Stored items
════

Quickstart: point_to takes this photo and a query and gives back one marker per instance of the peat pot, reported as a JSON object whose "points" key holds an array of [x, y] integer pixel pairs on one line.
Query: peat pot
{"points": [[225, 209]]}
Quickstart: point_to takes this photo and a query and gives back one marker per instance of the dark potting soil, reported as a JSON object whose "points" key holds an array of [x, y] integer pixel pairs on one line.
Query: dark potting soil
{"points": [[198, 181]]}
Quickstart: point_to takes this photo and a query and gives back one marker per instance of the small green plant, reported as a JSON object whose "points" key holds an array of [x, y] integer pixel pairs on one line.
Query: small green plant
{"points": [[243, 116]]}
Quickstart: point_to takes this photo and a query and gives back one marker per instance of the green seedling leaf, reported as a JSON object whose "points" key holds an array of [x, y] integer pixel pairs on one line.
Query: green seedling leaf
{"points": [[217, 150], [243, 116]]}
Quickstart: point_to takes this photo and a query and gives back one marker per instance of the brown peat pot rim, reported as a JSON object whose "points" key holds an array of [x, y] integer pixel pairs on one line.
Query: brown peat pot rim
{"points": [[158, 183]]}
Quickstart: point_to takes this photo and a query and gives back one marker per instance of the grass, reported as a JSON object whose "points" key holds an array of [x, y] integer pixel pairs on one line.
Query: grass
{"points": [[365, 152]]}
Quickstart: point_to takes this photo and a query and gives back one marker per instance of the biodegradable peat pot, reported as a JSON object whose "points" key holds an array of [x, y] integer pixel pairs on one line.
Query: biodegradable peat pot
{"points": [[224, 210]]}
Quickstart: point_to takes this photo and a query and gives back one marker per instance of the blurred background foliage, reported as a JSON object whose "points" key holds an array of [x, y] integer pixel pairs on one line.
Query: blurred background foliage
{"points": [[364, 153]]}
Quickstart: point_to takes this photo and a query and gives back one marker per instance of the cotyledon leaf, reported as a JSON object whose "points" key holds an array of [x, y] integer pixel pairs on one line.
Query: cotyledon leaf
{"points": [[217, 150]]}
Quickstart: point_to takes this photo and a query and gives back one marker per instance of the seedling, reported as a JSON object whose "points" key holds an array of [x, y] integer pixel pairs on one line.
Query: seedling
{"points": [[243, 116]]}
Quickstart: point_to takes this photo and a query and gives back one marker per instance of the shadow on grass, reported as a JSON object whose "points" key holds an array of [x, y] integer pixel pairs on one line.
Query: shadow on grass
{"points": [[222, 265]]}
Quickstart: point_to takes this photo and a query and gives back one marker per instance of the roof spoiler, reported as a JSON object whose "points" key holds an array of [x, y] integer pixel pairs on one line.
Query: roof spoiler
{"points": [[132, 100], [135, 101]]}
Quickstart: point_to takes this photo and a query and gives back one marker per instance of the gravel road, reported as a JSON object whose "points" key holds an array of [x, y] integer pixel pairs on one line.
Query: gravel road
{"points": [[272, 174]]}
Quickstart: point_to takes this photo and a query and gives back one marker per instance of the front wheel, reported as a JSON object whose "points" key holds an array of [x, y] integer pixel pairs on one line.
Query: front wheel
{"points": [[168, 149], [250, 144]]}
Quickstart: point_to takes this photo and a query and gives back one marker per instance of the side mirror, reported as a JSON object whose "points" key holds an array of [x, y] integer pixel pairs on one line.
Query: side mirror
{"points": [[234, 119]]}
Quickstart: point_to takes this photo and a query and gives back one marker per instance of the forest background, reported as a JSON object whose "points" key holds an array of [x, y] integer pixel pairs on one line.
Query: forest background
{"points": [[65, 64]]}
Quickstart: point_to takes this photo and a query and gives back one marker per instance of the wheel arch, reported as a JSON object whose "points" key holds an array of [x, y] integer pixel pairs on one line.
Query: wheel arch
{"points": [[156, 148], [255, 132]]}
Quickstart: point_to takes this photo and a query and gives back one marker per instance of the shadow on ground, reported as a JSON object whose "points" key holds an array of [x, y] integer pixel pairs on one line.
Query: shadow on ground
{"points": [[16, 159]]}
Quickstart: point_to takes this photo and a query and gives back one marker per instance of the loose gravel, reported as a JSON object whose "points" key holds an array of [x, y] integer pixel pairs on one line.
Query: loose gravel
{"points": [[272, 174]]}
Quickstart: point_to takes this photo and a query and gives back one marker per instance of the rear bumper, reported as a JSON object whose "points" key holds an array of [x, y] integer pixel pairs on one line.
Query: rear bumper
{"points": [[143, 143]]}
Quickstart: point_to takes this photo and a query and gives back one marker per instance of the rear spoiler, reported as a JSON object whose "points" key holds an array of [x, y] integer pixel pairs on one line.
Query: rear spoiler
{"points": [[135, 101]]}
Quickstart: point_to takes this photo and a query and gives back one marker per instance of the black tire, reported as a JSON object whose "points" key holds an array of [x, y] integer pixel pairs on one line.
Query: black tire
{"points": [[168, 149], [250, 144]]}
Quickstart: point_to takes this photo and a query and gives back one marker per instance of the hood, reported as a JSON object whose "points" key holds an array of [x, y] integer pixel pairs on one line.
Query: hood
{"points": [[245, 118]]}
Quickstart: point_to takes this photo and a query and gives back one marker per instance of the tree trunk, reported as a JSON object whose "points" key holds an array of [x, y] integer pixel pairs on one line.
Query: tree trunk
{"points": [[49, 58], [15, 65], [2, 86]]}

════

The problem: Whatever the entries say, repeat all of them exactly.

Exercise solution:
Quickstart: point_to takes this photo and a query and gives back one marker per instance of the peat pot, reported as a JSON object whose "points" key holds an array of [x, y] integer pixel pairs on one line.
Query: peat pot
{"points": [[225, 209]]}
Quickstart: point_to takes this photo and a query and gives back one marker per instance of the dark potting soil, reported as a JSON object whose "points" key holds an array of [x, y] integer pixel pairs on one line.
Query: dark potting soil
{"points": [[198, 181]]}
Quickstart: point_to takes this photo and a query and gives back one marker per instance of the small green plant, reported as a JSON object whose "points" key holds an array of [x, y] integer pixel pairs on one line.
Query: small green plant
{"points": [[243, 116]]}
Quickstart: point_to takes this photo and a query and gives back one marker per instance of the green seedling leaf, reported as a JSON object whose "points" key holds an array of [x, y] integer pixel pairs on one line.
Query: green seedling leaf
{"points": [[217, 150], [243, 116]]}
Quickstart: point_to takes this photo and a query and gives back one marker per instance of the brown peat pot rim, reported as a JSON object whose "points" key holds an array of [x, y] integer pixel pairs on one line.
Query: brown peat pot rim
{"points": [[158, 183]]}
Quickstart: point_to takes this photo and a query and gives back one marker per instance of the grass, reported as a JSON object whose "points" key holds an array of [x, y] integer pixel pairs on one line.
Query: grass
{"points": [[365, 152]]}
Quickstart: point_to takes this photo and a query and gives back one marker per instance of the biodegradable peat pot, reported as a JSON object whose "points" key holds an array of [x, y] integer pixel pairs on one line.
Query: biodegradable peat pot
{"points": [[224, 210]]}
Quickstart: point_to takes this photo and a query and gives back one marker per instance of the blurred background foliage, reported as a JSON object whose "points" key holds an array of [x, y] integer pixel pairs on one line.
Query: blurred background foliage
{"points": [[364, 153]]}
Quickstart: point_to takes this photo and a query and gives back one marker per instance of the cotyledon leaf, reported as a JSON object whose "points" key holds an array of [x, y] integer pixel pairs on one line.
Query: cotyledon leaf
{"points": [[217, 150]]}
Quickstart: point_to takes this photo and a query and gives back one marker per instance of the seedling, reported as a JSON object whose "points" key holds an array of [x, y] integer pixel pairs on one line.
Query: seedling
{"points": [[243, 116]]}
Quickstart: point_to takes this photo and a query and gives back one marker per instance of the shadow on grass, reported as a JSON object whose "points" key holds an array of [x, y] integer pixel pairs on one line.
Query: shadow on grass
{"points": [[222, 265]]}
Quickstart: point_to takes this photo and a query and gives back one marker per instance of the roof spoiler, reported as a JSON object whose "points" key holds an array of [x, y] integer pixel pairs on one line.
Query: roof spoiler
{"points": [[132, 100], [135, 101]]}
Quickstart: point_to takes this photo and a query and gives back one marker per instance of the gravel road, reported as a JSON object whose "points" key holds an array of [x, y] integer pixel pairs on one line.
Query: gravel road
{"points": [[272, 174]]}
Quickstart: point_to takes this photo and a query and gives back one marker per instance of the front wheel, reported as a JSON object whose "points" key holds an array of [x, y] integer pixel pairs on one line.
Query: front wheel
{"points": [[168, 149], [250, 144]]}
Quickstart: point_to takes this photo and a query and gives back one marker per instance of the side mirror, reported as a JSON object whose "points" key holds an array of [x, y] integer pixel pairs on one line.
Query: side mirror
{"points": [[234, 119]]}
Quickstart: point_to takes this photo and a query and gives back one marker per instance of the forest background, reported as a JSON object whose "points" key holds an array of [x, y] integer pixel pairs on one line.
Query: forest background
{"points": [[65, 64]]}
Quickstart: point_to takes this photo and a query and gives back one marker per instance of the wheel arch, reported as a JSON object whose "points" key holds an array of [x, y] integer pixel pairs on one line.
Query: wheel arch
{"points": [[156, 148], [255, 132]]}
Quickstart: point_to takes this photo and a query and gives back one marker per instance of the shadow on ground, reported as a JSON object whose "points" key holds an array of [x, y] integer pixel pairs on one line.
Query: shadow on ground
{"points": [[16, 159]]}
Quickstart: point_to takes this photo and a query and gives back one marker per instance of the loose gravel, reported as a JSON object whose "points" key holds an array of [x, y] integer pixel pairs on one line.
Query: loose gravel
{"points": [[272, 174]]}
Quickstart: point_to takes this photo and a query and gives back one marker per instance of the rear bumper, reported as a JSON object whose "points" key holds an array of [x, y] integer pixel pairs on one line.
Query: rear bumper
{"points": [[143, 143]]}
Quickstart: point_to takes this photo and a query and gives back one marker per instance of the rear spoiler, reported as a JSON object whose "points" key holds an array of [x, y] integer pixel pairs on one line.
Query: rear spoiler
{"points": [[135, 101]]}
Quickstart: point_to takes this photo and a query and gives back one marker per instance of the black tire, reported as a JSON object whose "points" key holds an array of [x, y] integer pixel pairs on one line.
Query: black tire
{"points": [[168, 149], [250, 144]]}
Quickstart: point_to takes this photo and a query and gives back one marker per instance of the hood, reported as a JSON object whose "points" key holds an array of [x, y] integer pixel pairs on one line.
Query: hood
{"points": [[245, 118]]}
Quickstart: point_to takes this photo and a query and gives back one marker per instance of the tree trunk, reported as a JSON object whose "points" key holds an array of [x, y] integer pixel pairs on one line.
Query: tree trunk
{"points": [[49, 58], [15, 65], [2, 86]]}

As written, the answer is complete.